(EXTRACTED DATA)

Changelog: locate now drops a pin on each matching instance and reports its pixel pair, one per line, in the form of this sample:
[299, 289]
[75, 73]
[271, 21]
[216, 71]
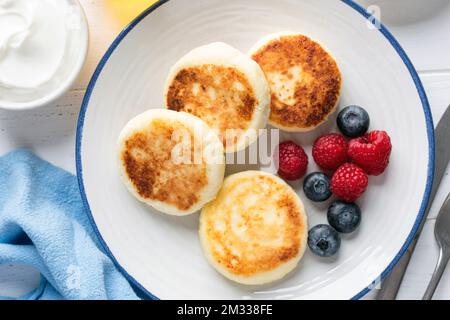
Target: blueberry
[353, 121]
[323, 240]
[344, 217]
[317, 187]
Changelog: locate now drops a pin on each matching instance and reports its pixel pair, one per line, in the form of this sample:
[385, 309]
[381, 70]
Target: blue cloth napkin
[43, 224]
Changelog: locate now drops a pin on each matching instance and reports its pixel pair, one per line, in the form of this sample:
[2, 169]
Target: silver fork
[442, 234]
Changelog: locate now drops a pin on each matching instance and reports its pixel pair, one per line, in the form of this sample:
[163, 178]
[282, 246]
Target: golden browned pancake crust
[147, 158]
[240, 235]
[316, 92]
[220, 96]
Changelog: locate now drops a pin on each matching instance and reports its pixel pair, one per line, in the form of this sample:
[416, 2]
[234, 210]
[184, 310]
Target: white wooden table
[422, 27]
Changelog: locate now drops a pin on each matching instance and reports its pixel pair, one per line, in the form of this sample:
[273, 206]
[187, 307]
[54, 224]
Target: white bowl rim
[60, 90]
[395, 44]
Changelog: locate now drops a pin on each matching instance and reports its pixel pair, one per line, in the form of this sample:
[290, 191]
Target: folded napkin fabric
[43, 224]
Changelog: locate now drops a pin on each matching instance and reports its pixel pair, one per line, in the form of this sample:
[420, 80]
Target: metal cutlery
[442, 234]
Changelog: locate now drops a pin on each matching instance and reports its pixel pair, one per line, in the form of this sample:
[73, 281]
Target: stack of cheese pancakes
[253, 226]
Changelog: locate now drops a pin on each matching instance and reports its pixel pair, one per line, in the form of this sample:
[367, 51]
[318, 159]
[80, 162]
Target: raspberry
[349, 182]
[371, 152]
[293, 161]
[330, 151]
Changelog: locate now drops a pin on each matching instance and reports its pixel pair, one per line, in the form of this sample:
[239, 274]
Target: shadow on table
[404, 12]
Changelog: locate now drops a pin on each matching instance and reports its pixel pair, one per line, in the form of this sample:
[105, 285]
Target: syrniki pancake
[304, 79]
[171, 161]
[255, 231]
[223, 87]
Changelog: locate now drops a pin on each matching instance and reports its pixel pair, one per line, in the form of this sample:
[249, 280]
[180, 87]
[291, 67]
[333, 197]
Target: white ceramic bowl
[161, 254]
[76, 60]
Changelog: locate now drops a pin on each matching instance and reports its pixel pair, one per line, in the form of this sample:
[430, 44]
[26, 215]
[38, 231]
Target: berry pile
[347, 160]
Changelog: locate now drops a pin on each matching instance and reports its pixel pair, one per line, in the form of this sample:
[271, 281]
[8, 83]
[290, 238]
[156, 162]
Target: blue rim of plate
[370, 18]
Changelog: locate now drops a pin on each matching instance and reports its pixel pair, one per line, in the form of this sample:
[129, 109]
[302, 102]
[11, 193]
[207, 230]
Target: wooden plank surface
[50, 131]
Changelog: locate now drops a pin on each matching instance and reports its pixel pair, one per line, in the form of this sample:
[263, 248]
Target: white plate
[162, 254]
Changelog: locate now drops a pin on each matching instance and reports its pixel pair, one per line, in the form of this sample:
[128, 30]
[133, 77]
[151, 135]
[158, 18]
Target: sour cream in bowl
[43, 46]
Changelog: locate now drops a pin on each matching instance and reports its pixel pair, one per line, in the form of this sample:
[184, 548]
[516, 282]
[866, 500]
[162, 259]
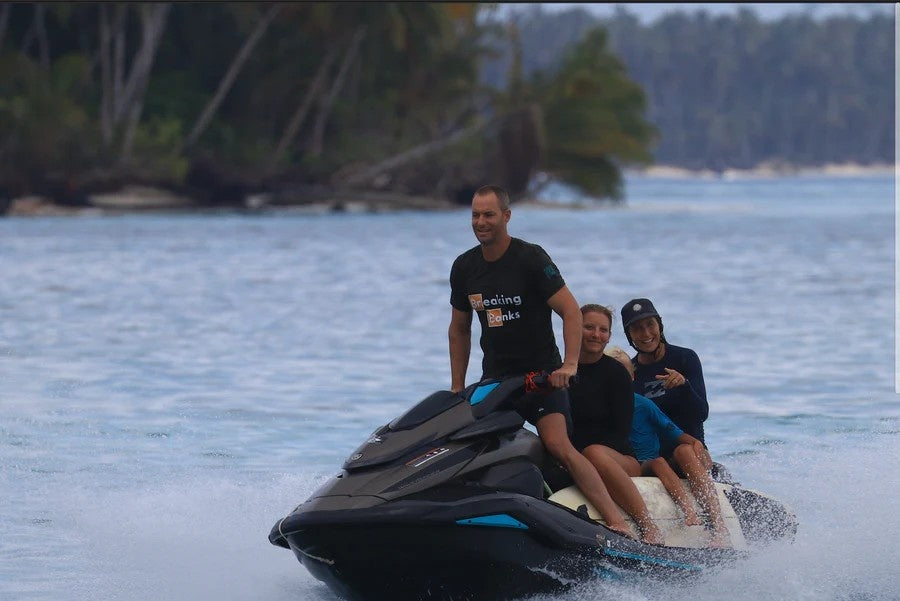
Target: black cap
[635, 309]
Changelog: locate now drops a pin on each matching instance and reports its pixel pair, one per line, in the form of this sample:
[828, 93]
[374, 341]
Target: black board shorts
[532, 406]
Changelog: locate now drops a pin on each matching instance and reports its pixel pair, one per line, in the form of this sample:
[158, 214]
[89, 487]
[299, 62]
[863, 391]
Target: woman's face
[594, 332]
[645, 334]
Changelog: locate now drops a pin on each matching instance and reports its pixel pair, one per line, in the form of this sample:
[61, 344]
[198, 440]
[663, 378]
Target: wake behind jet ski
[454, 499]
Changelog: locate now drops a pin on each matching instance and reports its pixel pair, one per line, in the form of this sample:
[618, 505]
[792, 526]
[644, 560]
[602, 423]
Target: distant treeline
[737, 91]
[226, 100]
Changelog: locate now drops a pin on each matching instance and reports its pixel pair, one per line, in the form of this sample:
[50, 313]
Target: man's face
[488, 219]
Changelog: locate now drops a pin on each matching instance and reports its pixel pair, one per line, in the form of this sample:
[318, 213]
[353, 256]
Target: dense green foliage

(End EXTRACTED DATA)

TASK INSTRUCTIONS: Output every entry verbatim. Pictures do not belong in the copy.

OUTPUT FOR THIS TASK:
Changelog: locate now drops a pin on each matching instance and reports its pixel pair, one per line, in the form of this sample:
[299, 289]
[75, 73]
[271, 21]
[216, 71]
Target: blueberry
[353, 121]
[323, 240]
[344, 217]
[317, 187]
Changelog: locate now drops a pin on each matching instance and reports its pixel pair, one per line, in the form of this sample:
[385, 309]
[381, 70]
Target: blue cloth napkin
[43, 224]
Changelog: locate now drops a pin on each matching instance and reports its pixel pair, one per line, in the form of this sample:
[2, 169]
Target: silver fork
[442, 234]
Changelog: locate now drops a pin on each matching instance and reports its pixel pair, one per line, in the form of this sample:
[163, 178]
[282, 246]
Target: golden browned pancake crust
[147, 158]
[240, 235]
[316, 92]
[220, 96]
Changelog: locate now drops a pin on each matching instance and reports its pixel pair, one per line, in the form of this sample:
[416, 2]
[234, 210]
[184, 310]
Target: white wooden table
[422, 27]
Changelog: locate now drops a pin on each matching instance and reports its pixel pair, one per line, in the form of this sample:
[273, 206]
[187, 307]
[54, 224]
Target: white bowl rim
[60, 90]
[395, 44]
Changelog: locate now drops a pin on each matching instance and reports its pixel pair, one per line, in the form of this sample:
[290, 191]
Target: folded napkin fabric
[43, 224]
Changelog: locate now drops a pin on each matching instance and reports its pixel pair, one per line, in the form of this sample:
[420, 80]
Target: metal cutlery
[442, 234]
Changelog: locate now drops a pin on each matching instance and reports its pixel pair, one per line, in the form of this sample:
[73, 281]
Target: stack of cheese pancakes
[253, 226]
Changelog: locate now drops a pin on each matching instance and reports its pixel pair, one per line, in the form of this sample:
[367, 51]
[318, 159]
[80, 162]
Target: raspberry
[349, 182]
[371, 152]
[293, 161]
[330, 151]
Changelog: locate now drops a pin on each matching instance and reports its pixel pair, one per line, in the form of this sample:
[239, 274]
Target: shadow on table
[404, 12]
Changelog: locate now drops a pin on each matching instance and reports its pixel pair, one per line, in the form of this sample:
[105, 285]
Target: syrniki pancake
[304, 79]
[171, 161]
[255, 231]
[223, 87]
Changelog: locate now drops a pin on each matching instance and reports its pixel pair, one per line, in the form of this sample:
[249, 280]
[180, 87]
[291, 67]
[333, 197]
Target: white ceramic bowl
[161, 254]
[76, 60]
Changelog: locate now drops a pin on each matching instance and reports its pixel pair, one per line, in the form of this sample:
[430, 44]
[26, 215]
[38, 231]
Target: berry pile
[347, 160]
Changelog: locate now drops a pin on each matching instance and reports its pixel pair, one per line, in the form of this sample:
[271, 281]
[8, 83]
[290, 238]
[156, 162]
Target: blue rim of plate
[370, 18]
Changelog: locate now drops a pin on each matching instance and reports its pixel pair, one per line, in the form of this sample:
[129, 109]
[302, 102]
[11, 193]
[207, 230]
Target: wooden plank surface
[50, 131]
Changelog: locate now drops a pin on each matching instance and reports its pixel pair, one per line, in the form of this sample:
[263, 248]
Target: white plate
[162, 254]
Changelog: locate now drops a pin on each matching instance and reports its pixel pair, one per line, in the form of this sample:
[128, 30]
[133, 77]
[151, 135]
[158, 18]
Target: sour cream in bowl
[43, 46]
Changelog: locate now drops a pin on each matching instance and reports its pixel pair, one per line, in the form of this sample:
[184, 548]
[516, 282]
[866, 500]
[162, 259]
Target: black cap
[635, 309]
Changelog: locate now drops a pin on each matching instance and reports its pixel pair, one per line, in the form of this sample:
[828, 93]
[374, 341]
Target: black board shorts
[532, 406]
Changelog: locate now drops a pin on each matching instance and reports its pixel pair, one per line, in the form of this sample:
[158, 214]
[89, 487]
[299, 62]
[863, 391]
Target: woman's face
[594, 332]
[645, 334]
Changelog: locate now drops a pin on each matching instance and reports its pixel pair, one per line, in the form of this sample:
[61, 344]
[198, 440]
[663, 378]
Target: wake behind jet ski
[454, 499]
Changelog: locate now drops a pin on each matching instance and reports its pixel pair, one per line, in the form of this sample:
[618, 505]
[792, 526]
[644, 560]
[602, 423]
Target: distant treeline
[737, 91]
[226, 100]
Changelog: locate now drops a pin on each matching instance and reports its pixel pair, one per line, in the form of this sample:
[50, 313]
Target: man's face
[488, 219]
Changelog: locate now drops a pin on each matching instance and reports its pixel pair, one per line, in the form of this sample:
[318, 213]
[353, 256]
Target: dense green foliage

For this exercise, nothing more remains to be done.